**WHAT IS REQUIRED**. Reproduce the rows starting at the line that contains "Where is each instance of the round" and ending at the line that contains "point(296, 43)", requests included. Shift every coordinate in the answer points up by 68, but leave the numbers in the requests and their format samples unchanged.

**GIVEN DATA**.
╭──

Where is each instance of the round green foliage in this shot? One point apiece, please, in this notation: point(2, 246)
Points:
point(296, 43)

╰──
╭──

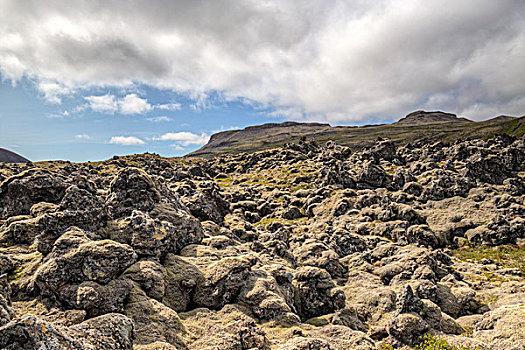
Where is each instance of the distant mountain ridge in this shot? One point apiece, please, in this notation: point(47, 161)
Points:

╰──

**OUTPUT BELOW**.
Where is each instance of the round green foliage in this shot? One point apiece, please, in this notation: point(2, 246)
Points:
point(364, 111)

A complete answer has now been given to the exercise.